● Task requirements:
A verbatim copy of the listing is needed; pictures are to be left out.
Extracted entries section start
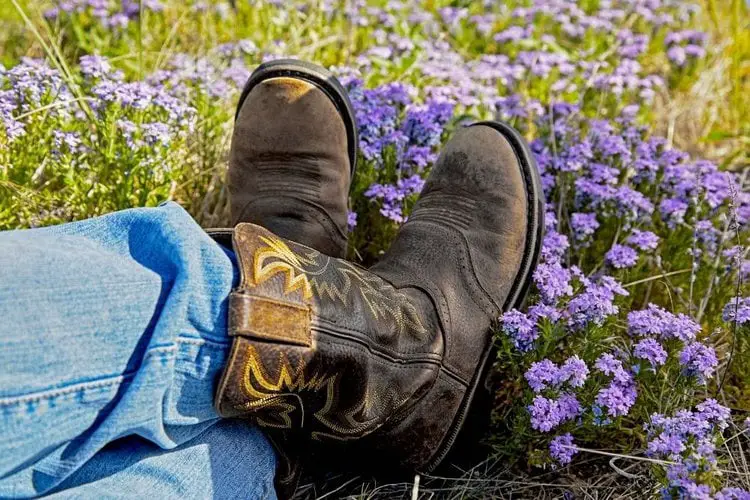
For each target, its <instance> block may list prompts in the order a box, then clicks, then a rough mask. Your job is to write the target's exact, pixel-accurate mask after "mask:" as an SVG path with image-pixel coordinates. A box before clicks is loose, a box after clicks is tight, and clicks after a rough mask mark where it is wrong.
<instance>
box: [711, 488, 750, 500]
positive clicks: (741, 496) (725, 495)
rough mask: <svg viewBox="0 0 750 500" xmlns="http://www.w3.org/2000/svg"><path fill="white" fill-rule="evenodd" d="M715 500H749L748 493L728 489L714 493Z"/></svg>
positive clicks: (747, 492) (740, 489)
mask: <svg viewBox="0 0 750 500" xmlns="http://www.w3.org/2000/svg"><path fill="white" fill-rule="evenodd" d="M714 498H715V499H716V500H750V491H747V490H743V489H742V488H734V487H728V488H724V489H723V490H721V491H719V492H717V493H716V496H715V497H714Z"/></svg>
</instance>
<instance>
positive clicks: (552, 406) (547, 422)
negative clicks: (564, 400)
mask: <svg viewBox="0 0 750 500" xmlns="http://www.w3.org/2000/svg"><path fill="white" fill-rule="evenodd" d="M528 411H529V414H530V415H531V427H532V428H533V429H535V430H538V431H541V432H549V431H551V430H552V429H554V428H555V427H557V426H558V425H560V422H561V417H560V408H559V404H558V403H557V401H555V400H553V399H549V398H545V397H544V396H536V397H535V398H534V400H533V401H532V403H531V405H529V406H528Z"/></svg>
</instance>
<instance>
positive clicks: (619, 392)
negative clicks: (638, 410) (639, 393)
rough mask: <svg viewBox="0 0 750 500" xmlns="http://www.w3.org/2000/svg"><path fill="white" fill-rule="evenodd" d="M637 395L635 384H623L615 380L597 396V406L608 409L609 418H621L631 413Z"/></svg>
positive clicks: (609, 384)
mask: <svg viewBox="0 0 750 500" xmlns="http://www.w3.org/2000/svg"><path fill="white" fill-rule="evenodd" d="M637 395H638V393H637V392H636V389H635V384H633V383H632V382H631V383H627V384H622V383H619V382H618V381H616V380H615V381H613V382H612V383H610V384H609V385H608V386H607V387H605V388H604V389H602V390H600V391H599V393H598V394H597V395H596V404H597V405H599V406H600V407H603V408H607V414H608V415H609V416H611V417H619V416H623V415H627V414H628V412H630V408H632V406H633V405H634V404H635V399H636V397H637Z"/></svg>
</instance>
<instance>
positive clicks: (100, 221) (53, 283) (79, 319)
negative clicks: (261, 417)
mask: <svg viewBox="0 0 750 500" xmlns="http://www.w3.org/2000/svg"><path fill="white" fill-rule="evenodd" d="M236 280H237V272H236V267H235V265H234V263H233V255H232V254H231V252H229V251H228V250H225V249H223V248H222V247H221V246H219V245H218V244H216V243H215V242H214V241H213V240H211V238H209V237H208V236H207V235H206V234H205V233H204V232H203V231H202V230H201V228H200V227H199V226H198V224H196V223H195V221H193V219H192V218H191V217H190V216H189V215H188V214H187V213H186V212H185V211H184V210H183V209H182V208H180V207H179V206H178V205H177V204H175V203H167V204H164V205H162V206H160V207H158V208H143V209H133V210H126V211H122V212H117V213H114V214H109V215H105V216H103V217H98V218H94V219H89V220H86V221H82V222H76V223H71V224H65V225H61V226H57V227H51V228H42V229H31V230H23V231H9V232H4V233H0V497H2V498H6V497H11V498H17V497H31V496H37V495H40V494H45V493H50V492H52V493H54V495H53V497H59V498H107V497H112V498H144V497H151V498H154V499H156V498H158V499H162V498H238V497H239V498H273V497H275V495H274V492H273V473H274V469H275V461H276V457H275V455H274V452H273V449H272V448H271V446H270V444H269V442H268V441H267V440H266V438H265V437H264V435H263V434H262V433H261V432H260V431H259V430H258V429H257V428H255V427H252V426H249V425H247V424H244V423H242V422H236V421H228V420H227V421H222V420H219V419H218V417H217V415H216V412H215V410H214V408H213V392H214V388H215V384H216V381H217V377H218V375H219V373H220V371H221V368H222V366H223V365H224V360H225V358H226V356H227V353H228V350H229V339H228V337H227V334H226V307H227V297H228V295H229V292H230V290H231V288H232V286H233V284H234V283H235V281H236Z"/></svg>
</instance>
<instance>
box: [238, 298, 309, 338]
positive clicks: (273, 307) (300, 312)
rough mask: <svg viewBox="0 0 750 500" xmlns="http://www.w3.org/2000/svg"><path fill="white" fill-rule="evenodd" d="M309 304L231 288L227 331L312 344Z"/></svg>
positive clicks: (249, 335) (254, 336)
mask: <svg viewBox="0 0 750 500" xmlns="http://www.w3.org/2000/svg"><path fill="white" fill-rule="evenodd" d="M310 318H311V311H310V308H309V307H305V306H301V305H298V304H294V303H290V302H282V301H280V300H274V299H269V298H266V297H259V296H255V295H249V294H247V293H244V292H243V291H237V292H233V293H232V294H231V296H230V297H229V335H231V336H237V335H240V336H242V337H247V338H250V339H256V340H265V341H274V342H281V343H285V344H294V345H300V346H305V347H310V346H311V345H312V333H311V330H310Z"/></svg>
Extracted entries section end
● Solution to this problem:
For each target, its <instance> block may list prompts in the order a box, then clicks, then a rough mask. Your job is to write the target's exact, pixel-accurate mask after "mask:" as an SVG path with image-pixel coordinates. A box before clicks is loose, a box after clicks is tight, and clicks after a rough mask mark where it is wrong.
<instance>
box: [711, 488, 750, 500]
positive clicks: (741, 496) (725, 495)
rough mask: <svg viewBox="0 0 750 500" xmlns="http://www.w3.org/2000/svg"><path fill="white" fill-rule="evenodd" d="M715 500H749L748 493L728 489L714 493Z"/></svg>
positive clicks: (747, 492) (740, 489)
mask: <svg viewBox="0 0 750 500" xmlns="http://www.w3.org/2000/svg"><path fill="white" fill-rule="evenodd" d="M714 498H715V499H716V500H750V491H747V490H743V489H742V488H734V487H728V488H724V489H723V490H721V491H719V492H717V493H716V496H715V497H714Z"/></svg>
</instance>
<instance>
positive clicks: (552, 406) (547, 422)
negative clicks: (564, 400)
mask: <svg viewBox="0 0 750 500" xmlns="http://www.w3.org/2000/svg"><path fill="white" fill-rule="evenodd" d="M528 411H529V414H530V415H531V427H532V428H533V429H535V430H538V431H541V432H549V431H551V430H552V429H554V428H555V427H557V426H558V425H560V422H561V417H560V408H559V404H558V403H557V401H555V400H553V399H549V398H545V397H544V396H536V397H535V398H534V400H533V401H532V403H531V405H529V406H528Z"/></svg>
</instance>
<instance>
positive clicks: (619, 392)
negative clicks: (638, 410) (639, 393)
rough mask: <svg viewBox="0 0 750 500" xmlns="http://www.w3.org/2000/svg"><path fill="white" fill-rule="evenodd" d="M637 395L635 384H623L615 380L597 396V406L608 409L609 418H621L631 413Z"/></svg>
positive clicks: (609, 384)
mask: <svg viewBox="0 0 750 500" xmlns="http://www.w3.org/2000/svg"><path fill="white" fill-rule="evenodd" d="M637 395H638V393H637V392H636V389H635V384H633V383H632V382H631V383H627V384H622V383H619V382H618V381H616V380H615V381H613V382H612V383H610V384H609V385H608V386H607V387H605V388H604V389H602V390H600V391H599V393H598V394H597V395H596V404H597V405H599V406H600V407H603V408H607V414H608V415H609V416H611V417H619V416H623V415H627V414H628V412H630V408H632V406H633V405H634V404H635V399H636V397H637Z"/></svg>
</instance>
<instance>
positive clicks: (100, 221) (53, 283) (79, 319)
negative clicks: (261, 417)
mask: <svg viewBox="0 0 750 500" xmlns="http://www.w3.org/2000/svg"><path fill="white" fill-rule="evenodd" d="M236 280H237V272H236V267H235V265H234V263H233V255H232V254H231V252H229V251H228V250H225V249H223V248H222V247H221V246H219V245H218V244H216V243H215V242H214V241H213V240H211V238H209V237H208V236H207V235H206V234H205V233H204V232H203V231H202V230H201V228H200V227H199V226H198V224H196V223H195V221H193V219H192V218H191V217H190V216H189V215H188V214H187V213H186V212H185V211H184V210H183V209H182V208H180V207H179V206H178V205H177V204H175V203H167V204H164V205H162V206H160V207H158V208H143V209H133V210H126V211H122V212H117V213H114V214H109V215H105V216H103V217H98V218H94V219H89V220H86V221H82V222H76V223H71V224H65V225H61V226H57V227H51V228H42V229H31V230H23V231H9V232H4V233H0V497H2V498H6V497H11V498H17V497H31V496H37V495H40V494H45V493H50V492H52V493H54V495H53V497H59V498H107V497H112V498H144V497H151V498H154V499H156V498H158V499H162V498H238V497H239V498H273V497H275V495H274V492H273V473H274V469H275V461H276V457H275V455H274V452H273V449H272V448H271V446H270V444H269V442H268V441H267V440H266V438H265V437H264V435H263V434H262V433H261V432H260V431H259V430H258V429H257V428H255V427H252V426H249V425H247V424H244V423H242V422H236V421H228V420H227V421H222V420H219V419H218V417H217V415H216V412H215V410H214V408H213V392H214V388H215V384H216V381H217V377H218V375H219V373H220V371H221V368H222V366H223V365H224V360H225V358H226V356H227V353H228V350H229V339H228V337H227V334H226V307H227V297H228V295H229V292H230V290H231V288H232V286H233V284H234V283H235V281H236Z"/></svg>
</instance>
<instance>
box: [238, 298, 309, 338]
positive clicks: (273, 307) (300, 312)
rough mask: <svg viewBox="0 0 750 500" xmlns="http://www.w3.org/2000/svg"><path fill="white" fill-rule="evenodd" d="M309 304L231 288L227 331L312 344Z"/></svg>
positive clicks: (249, 335) (254, 336)
mask: <svg viewBox="0 0 750 500" xmlns="http://www.w3.org/2000/svg"><path fill="white" fill-rule="evenodd" d="M310 318H311V311H310V308H309V307H305V306H301V305H298V304H294V303H290V302H282V301H280V300H274V299H269V298H266V297H259V296H255V295H249V294H247V293H244V292H243V291H237V292H233V293H232V294H231V296H230V297H229V335H231V336H237V335H240V336H242V337H247V338H250V339H256V340H265V341H274V342H281V343H285V344H294V345H300V346H305V347H310V346H311V345H312V333H311V330H310Z"/></svg>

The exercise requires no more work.